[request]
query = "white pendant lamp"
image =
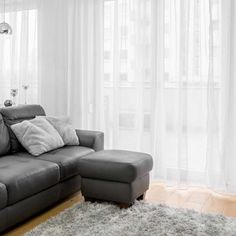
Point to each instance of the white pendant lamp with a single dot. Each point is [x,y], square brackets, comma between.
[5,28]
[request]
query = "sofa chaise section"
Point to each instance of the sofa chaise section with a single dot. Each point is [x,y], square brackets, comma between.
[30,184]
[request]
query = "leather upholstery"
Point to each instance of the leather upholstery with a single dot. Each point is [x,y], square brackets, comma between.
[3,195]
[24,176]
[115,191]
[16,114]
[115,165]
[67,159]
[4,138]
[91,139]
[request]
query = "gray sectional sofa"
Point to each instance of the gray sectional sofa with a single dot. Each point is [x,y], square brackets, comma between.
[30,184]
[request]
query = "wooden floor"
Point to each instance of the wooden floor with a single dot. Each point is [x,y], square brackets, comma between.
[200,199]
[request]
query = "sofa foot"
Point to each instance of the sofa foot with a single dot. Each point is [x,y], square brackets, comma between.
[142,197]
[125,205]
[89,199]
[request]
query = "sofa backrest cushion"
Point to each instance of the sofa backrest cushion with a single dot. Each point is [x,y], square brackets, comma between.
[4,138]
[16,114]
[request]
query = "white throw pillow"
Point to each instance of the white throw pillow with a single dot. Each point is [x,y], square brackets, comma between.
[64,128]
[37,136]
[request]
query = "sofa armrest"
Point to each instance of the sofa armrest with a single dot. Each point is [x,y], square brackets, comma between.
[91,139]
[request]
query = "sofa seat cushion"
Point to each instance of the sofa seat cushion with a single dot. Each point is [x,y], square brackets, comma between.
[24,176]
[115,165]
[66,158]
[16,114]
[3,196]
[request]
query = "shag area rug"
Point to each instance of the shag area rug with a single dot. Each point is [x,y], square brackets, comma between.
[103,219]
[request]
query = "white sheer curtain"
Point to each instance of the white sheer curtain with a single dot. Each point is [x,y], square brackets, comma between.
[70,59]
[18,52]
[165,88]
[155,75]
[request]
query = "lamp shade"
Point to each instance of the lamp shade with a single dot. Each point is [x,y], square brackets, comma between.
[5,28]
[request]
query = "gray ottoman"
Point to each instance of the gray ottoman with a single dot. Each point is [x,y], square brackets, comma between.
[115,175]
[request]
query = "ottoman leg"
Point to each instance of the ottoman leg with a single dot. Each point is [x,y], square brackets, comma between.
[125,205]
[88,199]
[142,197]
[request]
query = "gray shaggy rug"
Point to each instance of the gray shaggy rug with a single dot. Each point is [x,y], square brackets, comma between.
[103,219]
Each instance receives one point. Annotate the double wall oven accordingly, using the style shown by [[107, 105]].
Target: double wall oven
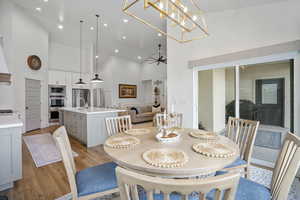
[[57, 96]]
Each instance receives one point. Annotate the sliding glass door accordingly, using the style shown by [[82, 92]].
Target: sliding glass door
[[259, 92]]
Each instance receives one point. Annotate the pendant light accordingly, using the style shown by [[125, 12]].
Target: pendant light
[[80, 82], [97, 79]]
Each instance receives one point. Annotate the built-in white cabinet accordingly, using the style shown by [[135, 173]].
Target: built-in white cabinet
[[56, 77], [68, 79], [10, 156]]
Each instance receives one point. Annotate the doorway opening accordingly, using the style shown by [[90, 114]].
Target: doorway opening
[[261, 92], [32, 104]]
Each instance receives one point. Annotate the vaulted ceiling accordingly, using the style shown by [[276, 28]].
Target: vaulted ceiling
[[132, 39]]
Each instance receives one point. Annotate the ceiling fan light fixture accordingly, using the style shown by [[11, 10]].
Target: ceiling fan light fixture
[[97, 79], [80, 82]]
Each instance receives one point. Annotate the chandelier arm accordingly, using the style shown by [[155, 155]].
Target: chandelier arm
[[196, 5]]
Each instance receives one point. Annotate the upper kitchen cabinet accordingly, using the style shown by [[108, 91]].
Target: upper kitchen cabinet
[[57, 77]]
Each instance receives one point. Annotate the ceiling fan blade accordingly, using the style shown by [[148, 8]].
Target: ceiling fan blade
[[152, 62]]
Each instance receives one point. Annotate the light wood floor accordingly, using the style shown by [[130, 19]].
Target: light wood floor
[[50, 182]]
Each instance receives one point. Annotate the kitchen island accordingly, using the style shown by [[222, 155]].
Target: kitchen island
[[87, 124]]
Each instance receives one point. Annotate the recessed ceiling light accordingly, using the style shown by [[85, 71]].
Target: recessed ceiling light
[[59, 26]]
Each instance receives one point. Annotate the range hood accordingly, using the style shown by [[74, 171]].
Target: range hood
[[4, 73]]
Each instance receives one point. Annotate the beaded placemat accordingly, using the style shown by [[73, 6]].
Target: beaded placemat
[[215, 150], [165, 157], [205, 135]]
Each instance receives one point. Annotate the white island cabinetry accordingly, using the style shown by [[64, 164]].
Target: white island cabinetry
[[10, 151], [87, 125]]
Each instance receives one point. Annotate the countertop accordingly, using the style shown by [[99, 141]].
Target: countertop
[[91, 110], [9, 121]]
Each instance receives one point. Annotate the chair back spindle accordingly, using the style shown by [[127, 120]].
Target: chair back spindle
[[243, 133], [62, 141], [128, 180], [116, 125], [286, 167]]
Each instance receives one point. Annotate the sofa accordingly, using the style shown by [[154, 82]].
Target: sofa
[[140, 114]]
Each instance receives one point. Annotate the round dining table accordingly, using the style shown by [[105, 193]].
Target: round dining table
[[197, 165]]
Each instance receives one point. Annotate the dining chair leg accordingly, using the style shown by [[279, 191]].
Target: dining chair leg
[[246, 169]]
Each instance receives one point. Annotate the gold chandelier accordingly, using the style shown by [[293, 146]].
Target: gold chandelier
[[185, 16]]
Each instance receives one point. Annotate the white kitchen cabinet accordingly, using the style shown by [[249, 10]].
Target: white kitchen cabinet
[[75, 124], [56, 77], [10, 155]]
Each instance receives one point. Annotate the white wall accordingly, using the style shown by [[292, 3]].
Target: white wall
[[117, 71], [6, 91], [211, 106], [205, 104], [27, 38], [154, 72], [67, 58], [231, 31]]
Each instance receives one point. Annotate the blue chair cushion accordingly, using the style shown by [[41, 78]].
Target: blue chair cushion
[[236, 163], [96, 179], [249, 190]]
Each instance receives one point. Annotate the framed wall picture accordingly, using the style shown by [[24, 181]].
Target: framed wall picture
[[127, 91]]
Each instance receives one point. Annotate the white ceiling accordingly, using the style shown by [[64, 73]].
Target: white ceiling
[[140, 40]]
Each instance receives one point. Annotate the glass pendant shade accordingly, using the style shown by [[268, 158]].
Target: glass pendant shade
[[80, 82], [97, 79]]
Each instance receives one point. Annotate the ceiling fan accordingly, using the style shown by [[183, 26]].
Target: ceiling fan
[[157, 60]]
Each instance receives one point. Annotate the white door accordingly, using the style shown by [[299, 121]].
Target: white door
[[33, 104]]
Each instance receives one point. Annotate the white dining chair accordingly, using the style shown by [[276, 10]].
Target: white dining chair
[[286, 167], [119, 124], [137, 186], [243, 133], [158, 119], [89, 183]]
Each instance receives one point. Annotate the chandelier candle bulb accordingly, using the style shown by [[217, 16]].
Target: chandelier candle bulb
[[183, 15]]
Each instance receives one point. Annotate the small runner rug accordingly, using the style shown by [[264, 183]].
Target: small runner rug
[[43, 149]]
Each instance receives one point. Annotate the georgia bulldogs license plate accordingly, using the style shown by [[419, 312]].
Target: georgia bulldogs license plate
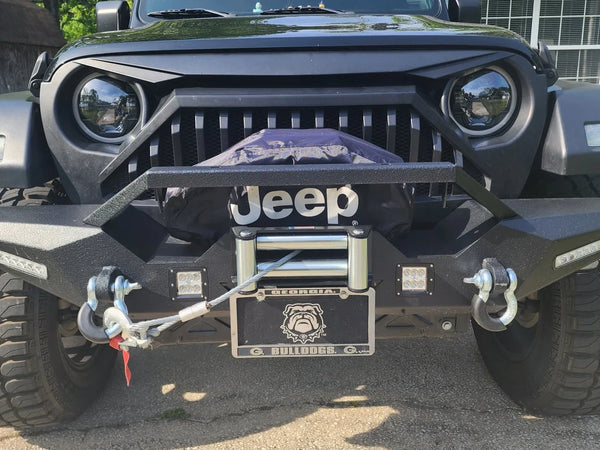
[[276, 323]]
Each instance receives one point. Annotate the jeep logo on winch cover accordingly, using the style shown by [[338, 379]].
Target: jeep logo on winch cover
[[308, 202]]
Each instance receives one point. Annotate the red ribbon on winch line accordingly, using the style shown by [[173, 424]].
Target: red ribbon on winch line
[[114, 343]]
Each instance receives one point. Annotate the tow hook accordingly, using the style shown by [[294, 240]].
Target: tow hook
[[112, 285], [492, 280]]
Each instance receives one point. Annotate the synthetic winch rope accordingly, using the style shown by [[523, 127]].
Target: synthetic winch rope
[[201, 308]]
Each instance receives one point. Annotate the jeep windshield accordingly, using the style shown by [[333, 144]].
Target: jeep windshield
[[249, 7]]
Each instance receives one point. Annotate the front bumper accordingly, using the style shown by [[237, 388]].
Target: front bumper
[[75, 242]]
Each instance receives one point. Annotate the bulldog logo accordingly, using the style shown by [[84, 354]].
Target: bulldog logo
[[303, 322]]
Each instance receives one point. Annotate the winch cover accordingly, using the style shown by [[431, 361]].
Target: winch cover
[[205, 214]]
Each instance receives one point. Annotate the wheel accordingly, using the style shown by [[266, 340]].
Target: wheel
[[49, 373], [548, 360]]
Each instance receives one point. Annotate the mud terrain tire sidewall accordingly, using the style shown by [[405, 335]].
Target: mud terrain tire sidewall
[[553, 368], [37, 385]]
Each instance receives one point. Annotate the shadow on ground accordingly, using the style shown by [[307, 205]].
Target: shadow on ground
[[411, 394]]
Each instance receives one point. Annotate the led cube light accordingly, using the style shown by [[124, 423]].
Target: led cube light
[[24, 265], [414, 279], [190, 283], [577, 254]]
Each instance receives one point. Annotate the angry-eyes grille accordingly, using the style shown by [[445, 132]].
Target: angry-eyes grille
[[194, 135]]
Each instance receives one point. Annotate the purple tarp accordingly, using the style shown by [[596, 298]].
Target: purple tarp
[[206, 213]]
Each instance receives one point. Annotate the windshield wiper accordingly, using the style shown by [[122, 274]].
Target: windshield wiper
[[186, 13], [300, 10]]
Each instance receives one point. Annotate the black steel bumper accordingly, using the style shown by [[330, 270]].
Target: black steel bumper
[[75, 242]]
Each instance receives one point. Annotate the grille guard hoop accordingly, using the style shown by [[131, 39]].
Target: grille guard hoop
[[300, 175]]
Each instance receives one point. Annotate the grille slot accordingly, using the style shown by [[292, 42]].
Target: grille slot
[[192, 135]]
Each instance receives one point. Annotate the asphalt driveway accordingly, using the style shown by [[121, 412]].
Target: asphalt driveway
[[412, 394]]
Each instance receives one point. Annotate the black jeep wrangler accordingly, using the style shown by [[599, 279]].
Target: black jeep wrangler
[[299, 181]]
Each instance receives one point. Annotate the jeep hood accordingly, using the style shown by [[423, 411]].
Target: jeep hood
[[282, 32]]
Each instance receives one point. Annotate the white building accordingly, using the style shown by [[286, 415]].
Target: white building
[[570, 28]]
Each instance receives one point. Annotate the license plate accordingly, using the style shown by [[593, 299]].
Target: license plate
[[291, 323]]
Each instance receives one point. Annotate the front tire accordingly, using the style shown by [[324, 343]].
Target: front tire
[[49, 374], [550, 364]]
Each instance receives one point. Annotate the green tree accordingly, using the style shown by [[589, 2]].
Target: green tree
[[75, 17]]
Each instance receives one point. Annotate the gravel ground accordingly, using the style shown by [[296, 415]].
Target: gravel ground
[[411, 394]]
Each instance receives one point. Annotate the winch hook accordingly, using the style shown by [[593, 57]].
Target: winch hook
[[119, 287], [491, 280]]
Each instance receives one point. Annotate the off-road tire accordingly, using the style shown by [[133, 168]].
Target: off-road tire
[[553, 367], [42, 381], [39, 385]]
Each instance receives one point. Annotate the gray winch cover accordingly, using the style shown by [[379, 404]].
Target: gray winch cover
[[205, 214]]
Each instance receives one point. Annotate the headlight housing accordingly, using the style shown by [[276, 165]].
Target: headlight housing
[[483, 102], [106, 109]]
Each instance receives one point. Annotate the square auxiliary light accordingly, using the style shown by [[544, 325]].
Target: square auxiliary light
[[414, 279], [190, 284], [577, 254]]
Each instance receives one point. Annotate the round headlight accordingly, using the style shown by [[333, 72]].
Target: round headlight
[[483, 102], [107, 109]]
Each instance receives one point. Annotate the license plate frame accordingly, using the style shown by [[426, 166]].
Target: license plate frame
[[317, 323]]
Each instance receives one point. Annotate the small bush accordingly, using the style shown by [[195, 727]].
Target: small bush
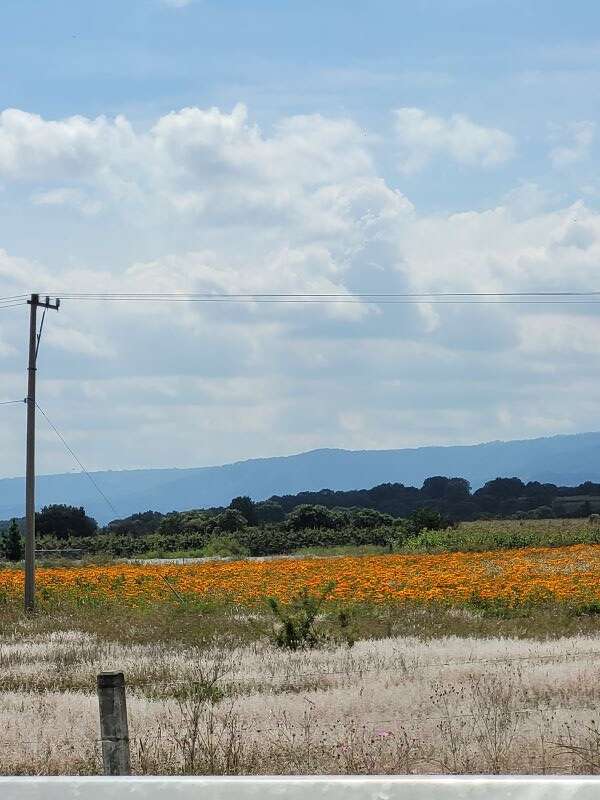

—————

EXERCISE AIM
Above are the records; repeat exactly the lines from the one holding "Target: tow hook" down to the one holding "Each instance receives one point. Annotate the mud", end lines included.

ANSWER TO THIS PROBLEM
Target: tow hook
[[112, 285], [492, 280]]
Each instance receives one point. Annotate the synthetic winch rope accordingly, using the style shown by [[523, 127]].
Target: synthetic winch rope
[[201, 308]]
Each instance receives one point. Annotate the jeep windshield accordingly, using the style shown by [[333, 144]].
Target: jeep windshield
[[249, 7]]
Each instance receives one point. Annotate the front bumper accordingly, using the style shown by [[237, 388]].
Target: front bumper
[[75, 242]]
Each instance receives one point. Annotate the bulldog logo accordingly, using the style shown by [[84, 354]].
Target: bulldog logo
[[303, 322]]
Each instance receives one point. Annotate the winch cover accordingly, using the style shown by [[431, 361]].
Target: winch cover
[[205, 214]]
Each instance receives one point. Annotate the wheel accordingly, using the style shown by [[266, 340]].
Target: wheel
[[49, 373], [548, 360]]
Each instance receives one point. Annotate the mud terrain tire sidewall accordingly, using the style shown by [[405, 335]].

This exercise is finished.